◆ **GOAL**: Output every entry exactly as written.

◆ **DATA EXCERPTS**:
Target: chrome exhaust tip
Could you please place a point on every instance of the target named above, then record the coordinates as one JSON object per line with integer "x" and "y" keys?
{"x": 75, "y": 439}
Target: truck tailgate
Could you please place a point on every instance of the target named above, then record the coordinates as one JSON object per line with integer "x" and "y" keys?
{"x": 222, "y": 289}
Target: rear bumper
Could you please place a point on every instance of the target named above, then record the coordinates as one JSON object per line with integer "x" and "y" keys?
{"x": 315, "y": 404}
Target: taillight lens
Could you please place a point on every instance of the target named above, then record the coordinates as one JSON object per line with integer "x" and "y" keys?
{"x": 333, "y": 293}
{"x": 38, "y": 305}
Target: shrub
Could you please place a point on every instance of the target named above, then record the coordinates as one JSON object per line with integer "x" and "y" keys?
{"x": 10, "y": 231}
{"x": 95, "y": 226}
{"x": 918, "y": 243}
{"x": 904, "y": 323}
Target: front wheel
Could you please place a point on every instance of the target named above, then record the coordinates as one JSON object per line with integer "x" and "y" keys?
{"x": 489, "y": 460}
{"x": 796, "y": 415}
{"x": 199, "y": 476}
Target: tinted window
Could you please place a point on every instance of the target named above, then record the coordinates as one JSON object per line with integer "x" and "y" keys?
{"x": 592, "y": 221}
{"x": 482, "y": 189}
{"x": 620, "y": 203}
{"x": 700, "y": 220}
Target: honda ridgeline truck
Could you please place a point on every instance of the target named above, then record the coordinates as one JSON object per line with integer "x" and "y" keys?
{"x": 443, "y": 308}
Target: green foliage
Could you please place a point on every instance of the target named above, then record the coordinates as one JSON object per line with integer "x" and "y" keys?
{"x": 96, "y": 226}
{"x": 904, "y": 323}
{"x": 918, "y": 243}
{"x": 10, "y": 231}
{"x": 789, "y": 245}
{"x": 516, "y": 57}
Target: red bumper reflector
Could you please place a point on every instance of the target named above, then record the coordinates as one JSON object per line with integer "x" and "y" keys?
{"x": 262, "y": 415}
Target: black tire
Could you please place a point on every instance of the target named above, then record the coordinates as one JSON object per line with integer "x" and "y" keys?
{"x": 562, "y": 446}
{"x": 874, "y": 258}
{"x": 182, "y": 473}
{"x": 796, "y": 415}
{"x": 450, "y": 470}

◆ **TASK ANSWER**:
Target: chrome exhaust tip
Could you please place a point on every instance of the target named above, then record the coordinates as one JSON object per line with integer "x" and "y" keys?
{"x": 75, "y": 439}
Target: truck tailgate
Could you please place a point on every instance of the target named above, then record the coordinates as one JSON object per line with integer "x" and "y" keys?
{"x": 222, "y": 289}
Target: rear bumper
Could you please place a point on every instance of the target named above, then record the coordinates as one JSON object per line with integer "x" and "y" keys?
{"x": 315, "y": 404}
Target: taillight lens
Could you please place a point on every instance of the target named above, then record the coordinates as one JSON object per line with integer "x" and "y" keys?
{"x": 333, "y": 293}
{"x": 38, "y": 305}
Target: shrub
Could you please place a point on every instance of the target named above, then record the coordinates as one JSON object per line with integer "x" and "y" keys?
{"x": 10, "y": 231}
{"x": 95, "y": 226}
{"x": 918, "y": 243}
{"x": 904, "y": 323}
Target: front wheel
Could you please place a point on every instance of the target named above, then record the coordinates as one JSON object per line with integer "x" and "y" keys?
{"x": 489, "y": 460}
{"x": 796, "y": 415}
{"x": 199, "y": 476}
Target: tinted window
Could you please place a point on every instance of the target named above, then record the coordinates as one JSON object per line with integer "x" and "y" keys?
{"x": 592, "y": 221}
{"x": 482, "y": 189}
{"x": 620, "y": 203}
{"x": 700, "y": 220}
Target: honda ridgeline truck
Could you please place a point on every instance of the target named above, then record the coordinates as one JSON object per line with integer "x" and "y" keys?
{"x": 443, "y": 308}
Target: green foliage
Could you please place a point on every instance of the target named above, then record the coordinates as one JSON object per line with integer "x" and "y" keys?
{"x": 96, "y": 226}
{"x": 904, "y": 323}
{"x": 918, "y": 243}
{"x": 10, "y": 231}
{"x": 789, "y": 245}
{"x": 516, "y": 57}
Target: red bumper reflector
Could you please place a point on every instance of the target named above, then record the coordinates as one JSON object per line with integer "x" and "y" keys?
{"x": 262, "y": 415}
Target: black tire
Could you please place a point on every instance of the target named above, then record the coordinates as one JSON object per line with integer "x" and "y" keys?
{"x": 562, "y": 446}
{"x": 874, "y": 258}
{"x": 182, "y": 473}
{"x": 796, "y": 415}
{"x": 450, "y": 470}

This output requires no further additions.